[Data records]
○ ○ ○ ○ ○ ○ ○
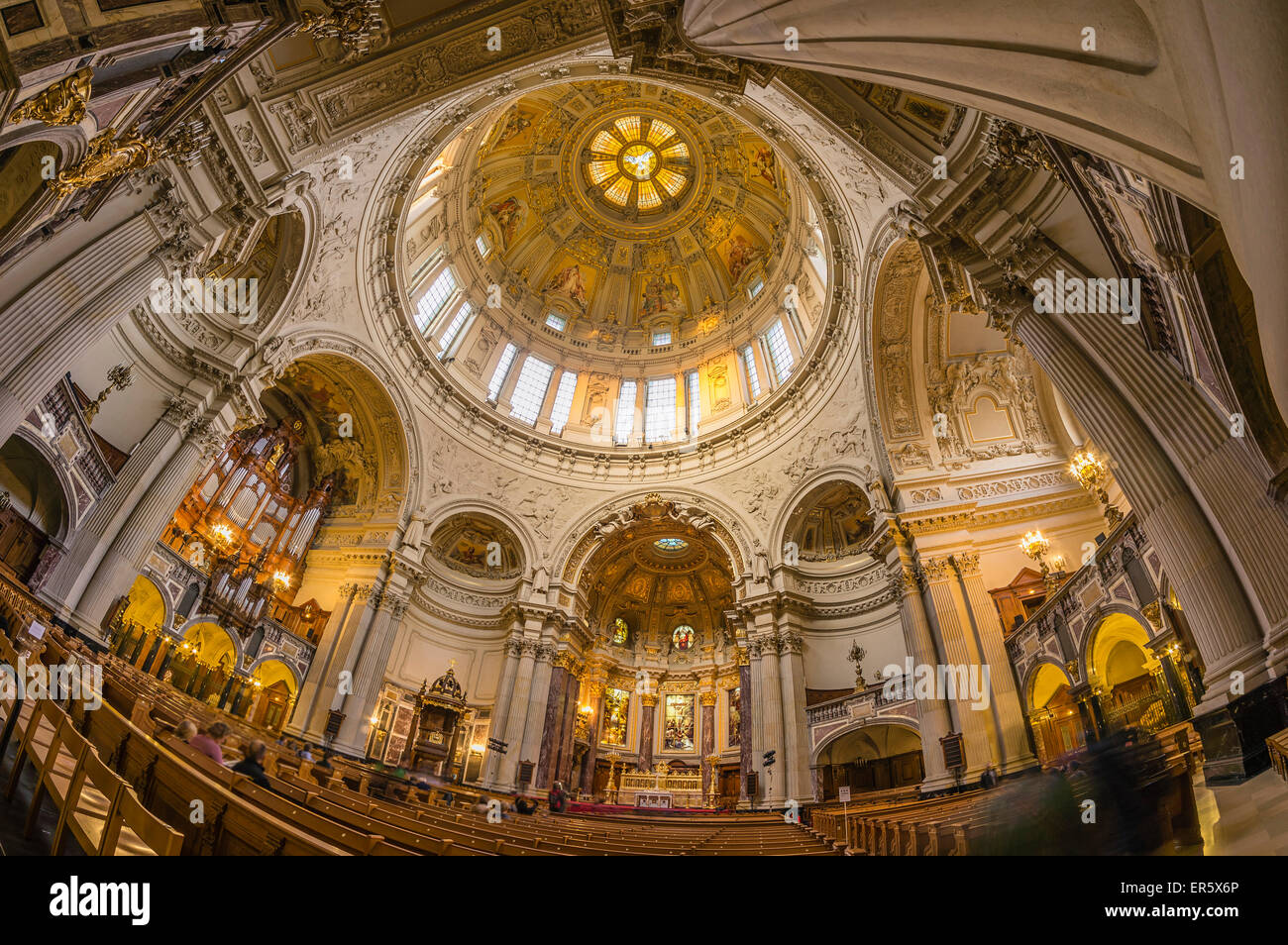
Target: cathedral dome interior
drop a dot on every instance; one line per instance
○ ○ ○ ○ ○ ○ ○
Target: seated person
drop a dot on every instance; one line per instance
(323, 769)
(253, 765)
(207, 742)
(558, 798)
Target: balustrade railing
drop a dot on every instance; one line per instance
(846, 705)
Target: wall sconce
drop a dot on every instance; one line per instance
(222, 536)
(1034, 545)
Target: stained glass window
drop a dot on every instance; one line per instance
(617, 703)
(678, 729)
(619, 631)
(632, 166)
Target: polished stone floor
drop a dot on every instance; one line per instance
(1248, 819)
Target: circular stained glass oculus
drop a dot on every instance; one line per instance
○ ○ ○ ○ ○ ○ ○
[What you need to do] Only lines with the word "Target" are wanted; pull each of them from the records.

[Response area]
Target: cathedral dome interior
Target: seated person
Target: balustrade railing
Target: wall sconce
Target: stained glass window
Target: polished stone floor
Target: circular stained glass oculus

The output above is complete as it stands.